**Work order**
Report how many lines of the listing contain the string "positive", matching case exactly. Give only the number.

:: Task material

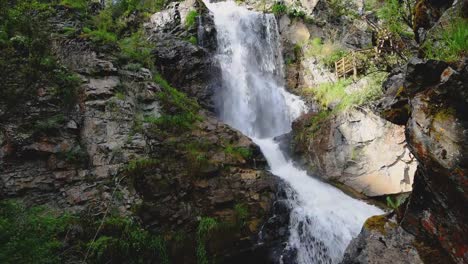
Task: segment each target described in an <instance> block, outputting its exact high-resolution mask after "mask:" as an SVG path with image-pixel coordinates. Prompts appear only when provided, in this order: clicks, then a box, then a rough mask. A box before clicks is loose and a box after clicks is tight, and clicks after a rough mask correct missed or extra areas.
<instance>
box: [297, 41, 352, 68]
mask: <svg viewBox="0 0 468 264" xmlns="http://www.w3.org/2000/svg"><path fill="white" fill-rule="evenodd" d="M305 55H306V56H313V57H316V58H317V59H318V60H319V61H320V62H321V63H323V64H324V65H326V66H328V67H334V65H335V62H336V61H337V60H339V59H341V58H342V57H344V56H345V55H346V51H345V50H344V49H343V47H342V46H341V45H340V44H339V43H338V42H333V41H331V40H327V41H325V43H324V42H322V39H321V38H314V39H312V40H311V41H310V42H309V43H308V45H307V46H306V51H305Z"/></svg>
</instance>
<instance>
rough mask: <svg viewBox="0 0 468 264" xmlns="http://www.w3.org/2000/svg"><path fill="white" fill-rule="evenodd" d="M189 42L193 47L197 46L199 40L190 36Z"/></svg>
mask: <svg viewBox="0 0 468 264" xmlns="http://www.w3.org/2000/svg"><path fill="white" fill-rule="evenodd" d="M188 42H190V43H192V44H193V45H197V44H198V39H197V37H195V36H190V38H189V39H188Z"/></svg>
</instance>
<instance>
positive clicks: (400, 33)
mask: <svg viewBox="0 0 468 264" xmlns="http://www.w3.org/2000/svg"><path fill="white" fill-rule="evenodd" d="M408 4H409V6H411V7H412V6H414V1H413V0H403V1H402V0H387V1H385V2H384V3H383V5H382V6H381V8H380V9H378V10H377V16H378V17H379V19H380V20H381V21H382V22H383V26H384V28H387V29H388V30H389V31H390V32H392V33H393V34H394V35H395V36H412V35H413V31H412V29H411V27H412V19H413V18H412V8H410V7H408Z"/></svg>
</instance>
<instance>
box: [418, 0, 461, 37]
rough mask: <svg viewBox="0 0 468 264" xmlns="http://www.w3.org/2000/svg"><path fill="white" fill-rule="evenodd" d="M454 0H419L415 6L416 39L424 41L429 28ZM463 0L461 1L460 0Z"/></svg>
mask: <svg viewBox="0 0 468 264" xmlns="http://www.w3.org/2000/svg"><path fill="white" fill-rule="evenodd" d="M454 2H457V1H454V0H443V1H442V0H418V1H417V3H416V5H415V7H414V18H413V30H414V33H415V38H416V41H418V42H423V41H424V40H425V38H426V33H427V30H429V29H431V28H433V27H434V25H435V24H436V23H437V21H438V20H439V18H440V17H441V16H442V14H443V13H444V11H445V10H447V9H448V8H450V7H451V6H452V4H453V3H454ZM460 2H461V1H460Z"/></svg>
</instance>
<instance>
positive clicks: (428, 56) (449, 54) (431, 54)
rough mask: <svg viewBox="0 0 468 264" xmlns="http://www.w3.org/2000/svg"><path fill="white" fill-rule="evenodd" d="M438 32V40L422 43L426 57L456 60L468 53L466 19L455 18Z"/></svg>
mask: <svg viewBox="0 0 468 264" xmlns="http://www.w3.org/2000/svg"><path fill="white" fill-rule="evenodd" d="M439 33H440V35H441V37H440V40H436V41H434V40H432V39H430V40H428V41H427V42H426V43H424V44H423V50H424V51H425V53H426V57H427V58H430V59H436V60H443V61H457V60H459V59H461V58H463V56H466V55H467V54H468V20H466V19H455V20H454V21H453V22H452V23H450V24H449V25H448V27H447V28H444V29H440V30H439Z"/></svg>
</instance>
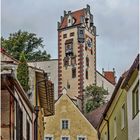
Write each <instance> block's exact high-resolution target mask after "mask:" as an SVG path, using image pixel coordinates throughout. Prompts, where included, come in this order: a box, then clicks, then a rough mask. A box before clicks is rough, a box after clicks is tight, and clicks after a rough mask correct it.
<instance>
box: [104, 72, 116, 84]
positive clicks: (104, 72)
mask: <svg viewBox="0 0 140 140" xmlns="http://www.w3.org/2000/svg"><path fill="white" fill-rule="evenodd" d="M104 77H105V78H106V79H108V80H109V81H110V82H111V83H112V84H113V85H115V84H116V80H115V74H114V72H113V71H104Z"/></svg>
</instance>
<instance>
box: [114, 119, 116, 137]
mask: <svg viewBox="0 0 140 140" xmlns="http://www.w3.org/2000/svg"><path fill="white" fill-rule="evenodd" d="M116 137H117V122H116V117H115V118H114V139H115V138H116Z"/></svg>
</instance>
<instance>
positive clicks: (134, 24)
mask: <svg viewBox="0 0 140 140" xmlns="http://www.w3.org/2000/svg"><path fill="white" fill-rule="evenodd" d="M86 4H89V5H90V6H91V12H92V13H93V15H94V23H95V25H96V27H97V33H98V34H99V37H97V68H98V69H99V70H101V68H102V67H104V68H105V69H108V68H109V69H112V68H113V67H115V68H116V70H117V73H118V75H121V73H123V71H124V70H126V69H127V68H128V67H129V66H130V64H131V63H132V61H133V60H134V58H135V57H136V55H137V53H138V40H139V39H138V26H139V25H138V8H139V7H138V0H133V1H132V0H123V2H122V0H76V1H75V0H67V1H65V0H61V1H59V2H58V1H56V0H51V1H48V0H39V1H38V0H22V1H19V0H13V1H11V0H2V15H1V16H2V17H1V19H2V28H1V30H2V36H4V37H7V36H8V35H9V33H12V32H16V31H17V30H19V29H23V30H27V31H29V32H34V33H36V34H37V35H38V36H40V37H43V38H44V44H45V49H47V51H48V52H49V53H51V55H52V57H53V58H57V21H59V20H60V16H61V15H63V11H64V10H67V11H69V10H77V9H80V8H84V7H86Z"/></svg>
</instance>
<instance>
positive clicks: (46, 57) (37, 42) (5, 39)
mask: <svg viewBox="0 0 140 140" xmlns="http://www.w3.org/2000/svg"><path fill="white" fill-rule="evenodd" d="M42 43H43V40H42V38H37V36H36V34H34V33H28V32H25V31H23V32H22V31H21V30H19V31H18V32H16V33H13V34H10V36H9V37H8V39H4V38H3V37H1V45H2V47H3V48H5V49H6V51H7V52H8V53H9V54H11V55H12V56H13V57H14V58H15V59H17V60H19V58H20V53H21V52H25V55H26V56H25V57H26V59H27V61H41V60H49V59H50V54H47V52H46V51H41V50H39V48H40V49H42V48H43V47H44V45H43V44H42Z"/></svg>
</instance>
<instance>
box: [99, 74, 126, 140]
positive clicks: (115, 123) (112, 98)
mask: <svg viewBox="0 0 140 140" xmlns="http://www.w3.org/2000/svg"><path fill="white" fill-rule="evenodd" d="M125 75H126V74H124V75H122V77H120V79H119V81H118V83H117V85H116V87H115V90H114V92H113V94H112V97H111V99H110V101H109V103H108V104H107V106H106V109H105V111H104V112H103V117H102V118H101V121H100V123H99V125H98V132H99V134H100V140H127V139H128V126H127V94H126V91H125V90H124V89H122V88H121V85H122V83H123V81H124V79H125Z"/></svg>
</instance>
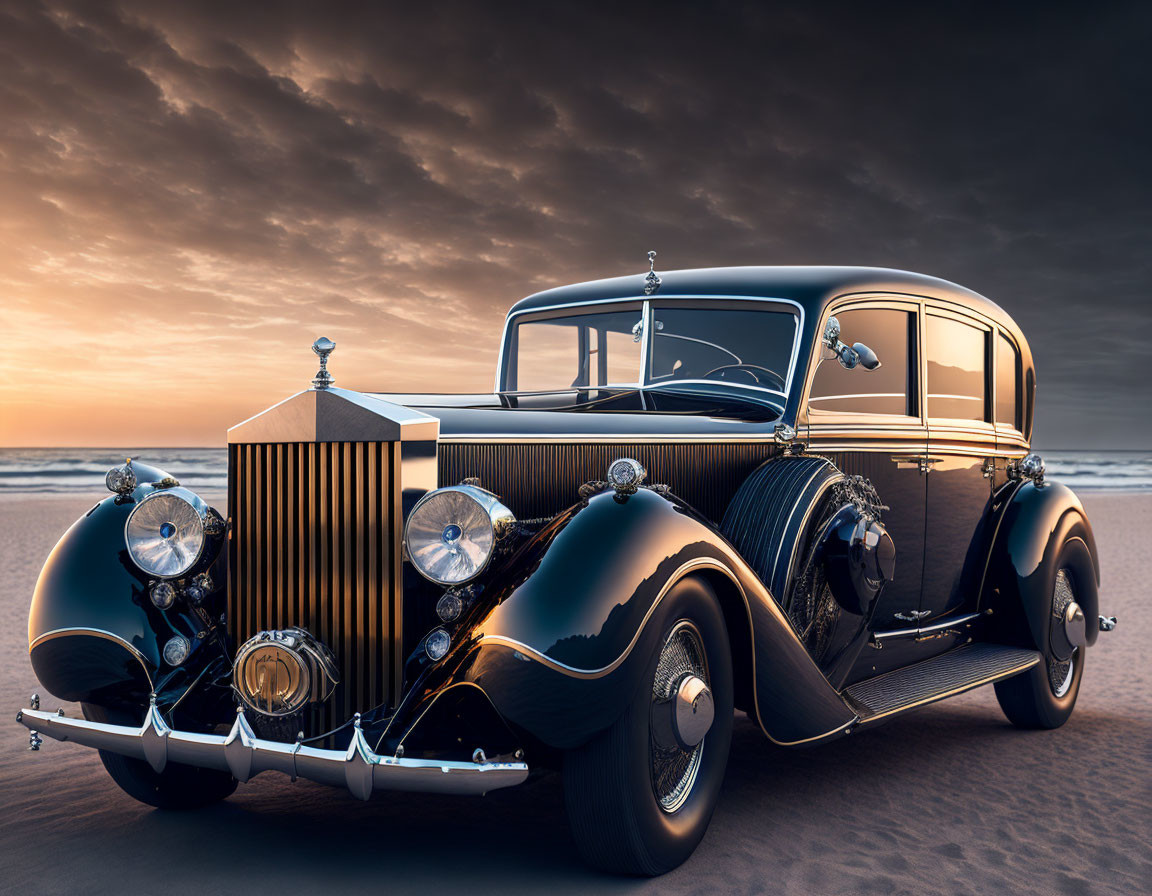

::::

**Result**
6